#  Krankenpflege >   Haut brennt >

## Anonymisiert

Hallo Leser! 
Ich bin ziemlich Neu hier. 
Ich habe eine trockene Haut und wenn ich mal nach dem waschen (mit Seife) eincreme brennt ab und zu mal meine Haut.  
Nun, ist das brennen von Haut ein gutes Zeichen?
Meine das es wegen trockene Haut ist?
und ist das e Positiv oder Negativ für das Haut? 
oder woran liegt das das meine Haut brennt? 
Welche Creme ist den Ambesten zum eincremen gegen Feutigkeit (trockene Haut) ohne Bräunungsmittel(-substanze)? 
Schönen Gruß^^

----------


## Teetante

Hallo,  
langsam nervt es. Einen ganz ähnlichen Beitrag hatten wir doch hier die letzten Tage schon und auch Antworten dazu.  
Bitte die Suchfunktion hier im Forum nutzen und nicht alles immer doppelt und dreifach fragen.  
Danke, Andrea

----------


## Christiane

Bepanthen Creme beruhigt gereizte Haut.
Ansonsten geh mal in die Apotheke, laß dein Gesicht dort anschauen, die Dame empfiehlt dir sicher eine geeignete, ph neutrale Creme.

----------


## Patientenschubser

Wie von Teetante bereits erwähnt*  
BITTE DIE SUCHFUNKTION NUTZEN!!!* (Abgesehen davon habe ich den Verdacht das hier der gleiche Themenautor am Werk war) 
Ansonsten bringt z.B. Babyöl nach dem Duschen -Die Haut sollte noch nass sein-
wirklich sehr viel.
Oder ebenen eine ordinäre Fettcreme oder siehe Beitrag von Christiane z.B. Bepanthen, Niveacreme...

----------


## Anonymisiert

also ich habe zu erst die Suchfunktion benutzt leider habe ich da kein Treffer zu meinen Thema gefunden, falls wenn sich einer Bereit erklärt kann mir jmd. den Link dazu geben, wenn der jenige meint das es die selbe Frage war? 
dank3

----------


## maurer

Meine Mutter hat eine Kalkallergie, da wir sehr kalkhaltiges Wasser haben, hatte sich nach dem Duschen eine trockene und juckende Haut.
Jetzt haben sie einen Entkalker eingebaut und nun hat sie keine Probleme mehr.

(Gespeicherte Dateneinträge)
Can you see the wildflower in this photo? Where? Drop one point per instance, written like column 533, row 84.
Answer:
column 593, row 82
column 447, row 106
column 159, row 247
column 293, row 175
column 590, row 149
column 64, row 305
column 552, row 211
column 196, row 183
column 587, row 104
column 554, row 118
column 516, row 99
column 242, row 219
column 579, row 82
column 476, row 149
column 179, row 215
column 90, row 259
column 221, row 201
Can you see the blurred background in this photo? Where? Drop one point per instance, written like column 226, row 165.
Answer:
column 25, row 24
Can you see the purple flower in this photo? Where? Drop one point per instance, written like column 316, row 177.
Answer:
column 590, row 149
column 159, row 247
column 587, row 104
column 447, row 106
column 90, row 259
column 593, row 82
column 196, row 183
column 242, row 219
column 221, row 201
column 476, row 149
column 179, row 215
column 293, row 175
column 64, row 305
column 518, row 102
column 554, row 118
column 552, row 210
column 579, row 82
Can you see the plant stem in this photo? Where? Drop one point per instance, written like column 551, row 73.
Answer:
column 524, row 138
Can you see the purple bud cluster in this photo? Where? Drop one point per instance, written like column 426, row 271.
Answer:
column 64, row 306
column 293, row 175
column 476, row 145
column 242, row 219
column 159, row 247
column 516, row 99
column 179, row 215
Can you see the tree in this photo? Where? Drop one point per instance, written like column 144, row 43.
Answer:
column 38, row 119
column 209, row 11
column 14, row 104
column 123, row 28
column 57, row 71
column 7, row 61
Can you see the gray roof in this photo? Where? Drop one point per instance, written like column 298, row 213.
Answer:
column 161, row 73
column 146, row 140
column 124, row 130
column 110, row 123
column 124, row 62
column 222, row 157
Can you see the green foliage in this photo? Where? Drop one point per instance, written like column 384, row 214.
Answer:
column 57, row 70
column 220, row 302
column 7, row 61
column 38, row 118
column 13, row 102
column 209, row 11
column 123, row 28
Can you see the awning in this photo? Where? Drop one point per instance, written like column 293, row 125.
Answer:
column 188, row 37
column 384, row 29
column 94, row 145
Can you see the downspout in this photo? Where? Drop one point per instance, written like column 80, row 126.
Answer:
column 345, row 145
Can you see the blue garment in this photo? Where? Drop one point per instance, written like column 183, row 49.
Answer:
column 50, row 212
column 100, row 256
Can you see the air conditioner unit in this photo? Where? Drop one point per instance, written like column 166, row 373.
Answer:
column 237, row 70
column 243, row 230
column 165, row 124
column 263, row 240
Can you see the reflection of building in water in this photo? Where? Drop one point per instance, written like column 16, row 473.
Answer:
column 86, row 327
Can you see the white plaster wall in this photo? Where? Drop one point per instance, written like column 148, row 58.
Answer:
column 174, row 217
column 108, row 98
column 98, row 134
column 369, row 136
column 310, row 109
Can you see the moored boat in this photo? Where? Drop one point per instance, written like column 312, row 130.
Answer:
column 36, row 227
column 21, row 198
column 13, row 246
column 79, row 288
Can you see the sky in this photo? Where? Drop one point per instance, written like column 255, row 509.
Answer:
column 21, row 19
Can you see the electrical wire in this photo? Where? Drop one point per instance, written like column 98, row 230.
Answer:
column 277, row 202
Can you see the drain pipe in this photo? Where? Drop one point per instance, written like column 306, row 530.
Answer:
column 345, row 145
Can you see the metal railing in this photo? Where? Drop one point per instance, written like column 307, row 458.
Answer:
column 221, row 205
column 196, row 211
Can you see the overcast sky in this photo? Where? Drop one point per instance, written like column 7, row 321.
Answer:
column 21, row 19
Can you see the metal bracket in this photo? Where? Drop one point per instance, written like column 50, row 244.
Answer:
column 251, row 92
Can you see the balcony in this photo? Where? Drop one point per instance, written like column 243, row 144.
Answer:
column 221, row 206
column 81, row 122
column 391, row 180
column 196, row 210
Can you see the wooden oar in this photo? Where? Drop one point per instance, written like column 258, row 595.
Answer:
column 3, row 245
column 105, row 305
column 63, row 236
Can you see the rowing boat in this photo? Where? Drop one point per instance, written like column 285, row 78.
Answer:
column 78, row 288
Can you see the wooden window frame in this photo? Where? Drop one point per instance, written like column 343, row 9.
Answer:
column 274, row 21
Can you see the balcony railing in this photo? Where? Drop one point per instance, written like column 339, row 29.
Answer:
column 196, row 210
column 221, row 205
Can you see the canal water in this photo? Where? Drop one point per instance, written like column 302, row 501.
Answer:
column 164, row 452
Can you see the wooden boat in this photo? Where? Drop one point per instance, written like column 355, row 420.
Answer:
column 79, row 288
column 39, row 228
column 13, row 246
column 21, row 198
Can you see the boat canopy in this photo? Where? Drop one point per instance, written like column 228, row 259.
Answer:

- Übungsaufgaben -
A. Ändere im Forenthread den Abschnitt von „Hallo Leser!“ bis „trockene Haut ist?“: Ersetze „Seife“ durch „Duschgel“ und gib den Abschnitt so wieder.
B. Welche Allergie hat laut dem Forenthread die Mutter von maurer?

- Lösungen -
A.
Hallo Leser! 
Ich bin ziemlich Neu hier. 
Ich habe eine trockene Haut und wenn ich mal nach dem waschen (mit Duschgel) eincreme brennt ab und zu mal meine Haut.  
Nun, ist das brennen von Haut ein gutes Zeichen?
Meine das es wegen trockene Haut ist?

B. Eine Kalkallergie.